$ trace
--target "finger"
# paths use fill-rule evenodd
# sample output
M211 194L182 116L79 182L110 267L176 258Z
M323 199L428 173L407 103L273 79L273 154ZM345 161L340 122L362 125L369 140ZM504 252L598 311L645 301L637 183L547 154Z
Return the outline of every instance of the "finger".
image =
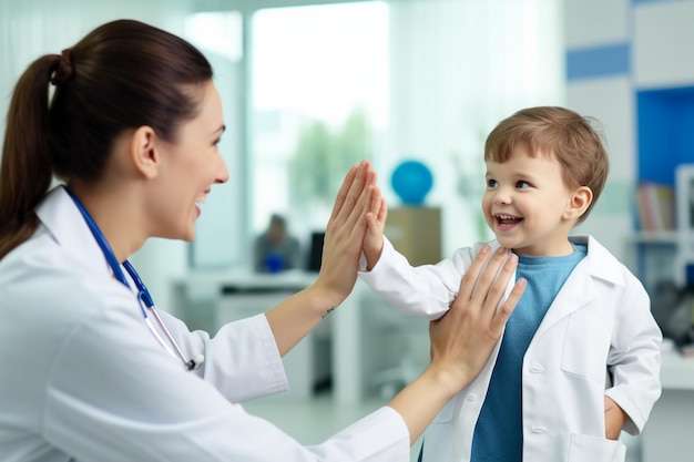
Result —
M367 165L368 168L368 165ZM348 199L344 207L345 216L338 216L338 220L344 222L344 228L349 234L349 237L357 236L359 242L364 237L366 230L366 215L372 207L374 197L380 195L378 187L374 185L376 173L368 170L365 172L364 182L355 182L357 186L350 191ZM358 176L357 176L358 178ZM349 199L351 196L353 201Z
M496 335L498 336L501 335L501 331L503 330L503 326L506 326L506 322L509 320L509 317L513 314L513 310L516 309L516 305L518 304L518 300L520 300L521 296L523 295L523 291L525 290L525 285L527 285L525 279L519 279L513 286L513 288L511 289L509 297L503 301L503 304L499 307L499 309L494 309L494 315L491 320L490 328Z
M371 205L370 197L375 175L368 161L359 164L355 179L349 186L343 207L336 217L339 223L346 225L347 229L351 229L356 222L368 212L368 207Z
M339 211L341 211L343 204L345 203L345 199L347 197L347 192L351 187L355 181L355 177L357 176L358 168L359 168L358 165L353 165L347 172L347 175L345 175L345 179L343 181L343 184L339 191L337 192L337 197L335 198L335 204L333 205L333 212L330 213L329 220L335 219L337 215L339 214Z
M478 301L483 302L489 298L489 296L496 296L499 291L499 287L506 287L501 285L493 286L494 281L498 279L499 271L501 268L508 268L507 261L509 258L509 249L506 247L499 247L489 259L489 263L480 274L477 280L477 286L474 286L472 291L472 299L477 299ZM513 269L516 267L513 266ZM510 277L510 275L509 275ZM508 281L508 279L507 279ZM501 295L503 294L503 289L501 294L498 294L499 301L501 299ZM480 305L481 306L481 305Z
M458 297L456 297L457 300L469 300L470 298L472 298L474 285L477 284L477 279L482 271L482 268L487 264L490 253L491 247L487 244L484 244L480 251L477 253L474 259L472 260L472 265L470 265L470 268L468 268L468 270L462 276L462 280L460 281L460 290L458 291Z

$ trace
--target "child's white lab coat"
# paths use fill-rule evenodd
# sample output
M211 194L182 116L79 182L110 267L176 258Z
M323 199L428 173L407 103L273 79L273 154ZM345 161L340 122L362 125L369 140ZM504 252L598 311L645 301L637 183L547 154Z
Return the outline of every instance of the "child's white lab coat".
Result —
M643 429L661 393L662 335L641 283L594 238L571 240L588 244L588 255L557 295L523 360L523 461L623 461L624 445L604 437L604 396L629 414L627 432ZM455 299L480 247L414 268L386 239L376 267L360 277L391 305L433 319ZM507 294L513 284L514 278ZM470 460L499 345L480 376L428 428L425 462Z

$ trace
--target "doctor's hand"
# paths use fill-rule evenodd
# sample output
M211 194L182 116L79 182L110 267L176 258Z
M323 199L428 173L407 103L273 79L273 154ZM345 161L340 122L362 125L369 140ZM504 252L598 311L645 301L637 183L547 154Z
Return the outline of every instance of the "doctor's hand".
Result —
M318 277L265 314L279 355L286 355L351 292L357 281L367 216L384 207L367 161L353 166L337 193L323 244Z
M380 206L366 215L366 236L364 236L364 257L366 258L366 270L374 269L380 254L384 250L384 229L386 227L386 218L388 217L388 206L386 201L380 201Z
M353 290L367 229L367 217L385 208L376 173L368 161L353 166L337 194L326 227L320 271L314 287L323 290L330 307L339 305Z
M605 438L616 440L626 423L626 412L611 398L605 397Z
M525 280L520 279L501 304L517 264L518 257L508 249L499 248L492 254L484 246L462 278L450 310L431 321L429 367L390 402L408 425L410 443L487 363L525 289Z

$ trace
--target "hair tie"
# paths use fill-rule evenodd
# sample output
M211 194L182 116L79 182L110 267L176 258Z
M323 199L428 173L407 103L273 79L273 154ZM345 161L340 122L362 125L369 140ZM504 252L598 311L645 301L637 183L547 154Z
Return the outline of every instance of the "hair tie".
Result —
M72 75L72 62L70 61L70 51L71 48L67 48L62 51L60 55L60 61L58 61L58 69L53 73L53 78L51 79L51 83L55 86L64 83Z

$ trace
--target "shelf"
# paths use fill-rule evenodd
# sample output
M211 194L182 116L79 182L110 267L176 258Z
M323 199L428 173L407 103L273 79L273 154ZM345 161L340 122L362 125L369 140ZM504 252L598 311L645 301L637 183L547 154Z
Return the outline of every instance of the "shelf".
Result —
M637 232L629 237L631 244L677 244L677 232Z

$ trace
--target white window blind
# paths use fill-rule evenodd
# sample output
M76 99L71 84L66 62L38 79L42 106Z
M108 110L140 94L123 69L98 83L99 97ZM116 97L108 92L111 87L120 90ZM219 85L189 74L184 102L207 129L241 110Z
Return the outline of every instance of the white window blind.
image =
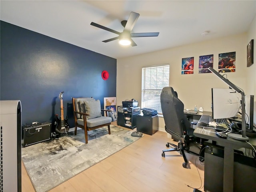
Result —
M141 108L152 108L162 113L160 96L169 86L170 65L143 67L142 69Z

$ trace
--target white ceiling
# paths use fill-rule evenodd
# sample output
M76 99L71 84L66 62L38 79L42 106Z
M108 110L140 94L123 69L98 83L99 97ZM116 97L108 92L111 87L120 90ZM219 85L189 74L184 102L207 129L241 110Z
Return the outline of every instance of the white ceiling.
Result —
M256 13L256 1L4 1L2 20L114 58L134 56L246 32ZM159 32L133 38L122 47L117 35L93 22L122 32L121 21L140 14L134 33ZM209 34L201 34L209 31Z

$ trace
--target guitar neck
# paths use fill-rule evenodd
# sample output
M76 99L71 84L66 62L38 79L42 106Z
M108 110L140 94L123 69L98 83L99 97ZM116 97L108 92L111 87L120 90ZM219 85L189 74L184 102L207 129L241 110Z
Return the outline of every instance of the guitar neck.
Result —
M62 121L64 120L64 112L63 112L63 101L60 99L60 118Z

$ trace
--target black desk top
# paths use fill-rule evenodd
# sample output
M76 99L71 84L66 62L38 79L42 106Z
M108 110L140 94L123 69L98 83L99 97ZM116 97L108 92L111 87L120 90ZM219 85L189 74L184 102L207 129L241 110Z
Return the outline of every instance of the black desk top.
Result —
M208 116L202 116L202 121L205 122L206 122L206 120L203 120L207 118L209 119L209 117ZM214 129L210 128L204 128L204 130L203 128L197 126L194 132L194 134L196 137L216 141L217 144L219 144L218 145L223 146L228 146L234 149L241 148L252 149L252 146L245 141L232 139L228 136L226 139L220 138L216 135L214 131ZM256 138L249 137L248 142L252 145L254 148L256 148Z

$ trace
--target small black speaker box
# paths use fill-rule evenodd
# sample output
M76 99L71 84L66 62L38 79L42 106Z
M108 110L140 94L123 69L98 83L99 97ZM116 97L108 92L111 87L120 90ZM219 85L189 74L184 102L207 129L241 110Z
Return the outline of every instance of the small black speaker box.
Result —
M46 122L24 128L22 142L23 147L50 139L51 125L50 123Z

Your goal:
Duplicate the records from their first line through the line containing "M339 211L341 211L343", keeping each line identical and omitting the pictures.

Written response:
$ trace
--target "finger"
# paths use fill-rule evenodd
# sample output
M211 194L182 116L79 182L110 267L176 258Z
M323 199L428 173L407 103L273 79L273 154ZM345 161L340 122L362 125L369 140ZM504 252L598 311L645 301L637 183L547 154Z
Return the outline of every instance of the "finger".
image =
Result —
M367 165L368 168L368 165ZM348 199L344 207L345 216L338 216L338 220L344 222L344 228L349 234L349 237L357 236L359 242L364 237L366 230L366 215L372 207L374 197L380 195L378 187L374 185L376 173L368 170L365 172L364 182L355 182L357 186L350 191ZM358 176L357 176L358 178ZM349 199L351 196L353 201Z
M496 335L498 336L501 335L501 331L503 330L503 326L506 326L506 322L509 320L509 317L513 314L513 310L516 309L516 305L518 304L518 300L520 300L521 296L523 295L523 291L525 290L525 285L527 285L525 279L519 279L513 286L513 288L511 289L509 297L503 301L503 304L499 307L499 309L494 309L494 315L491 320L490 328Z
M371 205L370 197L375 175L368 161L359 164L355 179L349 186L343 207L336 217L339 223L346 225L347 229L351 229L356 222L368 212L368 207Z
M339 211L341 211L343 204L345 203L345 199L347 197L347 192L351 187L355 181L355 177L357 176L358 168L359 168L358 165L353 165L347 172L347 175L345 175L345 179L343 181L343 184L339 191L337 192L337 197L335 198L335 204L333 205L333 212L330 213L329 220L335 219L337 215L339 214Z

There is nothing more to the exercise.